> **EXERCISE INSTRUCTIONS**: Provide a verbatim copy of the data below.

> **DATA**:
★ ★ ★
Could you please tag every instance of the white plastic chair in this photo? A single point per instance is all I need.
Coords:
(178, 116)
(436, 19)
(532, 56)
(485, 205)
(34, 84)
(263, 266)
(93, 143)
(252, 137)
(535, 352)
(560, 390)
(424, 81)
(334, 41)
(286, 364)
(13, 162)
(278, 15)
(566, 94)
★ ★ ★
> **WRITTEN ANSWER**:
Could you please tag every instance of the white plastic chair in this photo? A single point per instance is all I need.
Coords:
(178, 116)
(436, 19)
(532, 56)
(485, 205)
(34, 84)
(263, 266)
(93, 143)
(252, 137)
(535, 352)
(560, 390)
(424, 81)
(334, 41)
(286, 364)
(13, 162)
(278, 15)
(566, 94)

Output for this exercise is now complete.